*What this task involves:* In full and without change, repeat the records shown below.

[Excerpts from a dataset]
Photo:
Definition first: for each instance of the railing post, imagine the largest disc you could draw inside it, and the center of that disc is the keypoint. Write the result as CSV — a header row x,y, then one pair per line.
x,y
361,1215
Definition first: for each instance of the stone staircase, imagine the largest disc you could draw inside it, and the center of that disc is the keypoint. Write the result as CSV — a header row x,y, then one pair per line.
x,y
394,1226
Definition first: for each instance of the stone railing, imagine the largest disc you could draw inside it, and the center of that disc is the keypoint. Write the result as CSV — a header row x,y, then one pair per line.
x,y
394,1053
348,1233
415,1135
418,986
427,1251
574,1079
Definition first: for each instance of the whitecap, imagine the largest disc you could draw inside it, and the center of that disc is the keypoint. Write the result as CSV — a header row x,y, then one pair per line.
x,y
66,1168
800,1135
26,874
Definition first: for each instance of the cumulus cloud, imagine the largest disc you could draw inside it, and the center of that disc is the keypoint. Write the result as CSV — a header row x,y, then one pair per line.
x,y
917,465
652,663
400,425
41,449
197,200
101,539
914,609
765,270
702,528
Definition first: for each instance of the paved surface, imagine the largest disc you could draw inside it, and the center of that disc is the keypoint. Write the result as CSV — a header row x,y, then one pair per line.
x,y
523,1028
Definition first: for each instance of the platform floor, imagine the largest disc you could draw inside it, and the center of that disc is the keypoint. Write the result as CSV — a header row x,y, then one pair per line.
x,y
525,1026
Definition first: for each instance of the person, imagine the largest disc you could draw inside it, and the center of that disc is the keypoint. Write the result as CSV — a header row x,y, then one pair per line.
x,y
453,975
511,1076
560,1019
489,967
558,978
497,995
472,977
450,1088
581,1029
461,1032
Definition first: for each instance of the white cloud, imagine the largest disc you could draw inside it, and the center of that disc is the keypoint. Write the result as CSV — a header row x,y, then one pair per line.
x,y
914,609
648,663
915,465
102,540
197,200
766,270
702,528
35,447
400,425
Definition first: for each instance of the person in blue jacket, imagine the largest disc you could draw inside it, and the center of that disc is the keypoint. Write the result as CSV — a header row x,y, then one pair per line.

*Result for this exercise:*
Photo:
Definition first: for each instance of the railing post, imagine the largest disc you could draw inside it, and the center of that disc is the keypoint. Write the result as CSV — a header row x,y, then one pair per line.
x,y
361,1215
Definition first: for each instance of the stone staircase, imagine the largest disc you could draw inside it, and the center of that disc is the keypoint. Write the result as CSV — a header row x,y, then one pair per line.
x,y
394,1226
Definition first: for each instance of the stone railing, imagine the largest disc you could draw inside it, and the center of that disc is the keypoint. Write the result as CSV — a header row x,y, then one pair per line.
x,y
394,1053
348,1233
415,1135
418,986
427,1251
574,1079
Definition first: for each instance of the whitecap, imagine the largest disc you could draw inside it, and the center of that disc is the keypoint. Write the result as CSV — a header row x,y, then one pair per line.
x,y
66,1168
800,1135
26,874
Definition first: for each instance of the cumulus cloud, imagine the largest disc you could draw inside it, and the center of that disc is the keypoint. Write the result as CSV — a header row x,y, then one pair per line.
x,y
917,465
652,663
400,425
41,449
197,200
101,539
914,609
765,270
702,528
Definition first: for each instance of the paved surface, imagine the largest disc you could draw inside it, and the center of that disc is the keypoint. Write the result as CSV — a header row x,y, then one pair per line.
x,y
523,1028
Definition first: for each instance of the platform floor, imagine the largest disc you could draw inside it, and the center of that disc is the keypoint. Write the result as CSV — a header row x,y, then one pair per line.
x,y
525,1026
Definition first: for each instance of the person, imagine the largest disc you could draw inside it, and the center of that disc is the keypoint. Write the result as CSV — a header row x,y, then one pair per line.
x,y
453,975
511,1076
560,1019
489,967
558,978
497,995
472,977
450,1088
581,1029
461,1032
Definition first: for each instance of the white cloud, imagine the largest disc you could draw inside it, and the center of that disc is the keypoint. Write the result as CSV — a header row x,y, then one pair per line.
x,y
914,609
648,663
915,465
102,540
197,200
766,270
702,528
35,447
400,425
Definition first: for each instance of the person in blue jacket, imagine the largest disc you could draw inside it, and the center of that disc is the keypoint. Write the result as CSV — a header row x,y, then one pair per line.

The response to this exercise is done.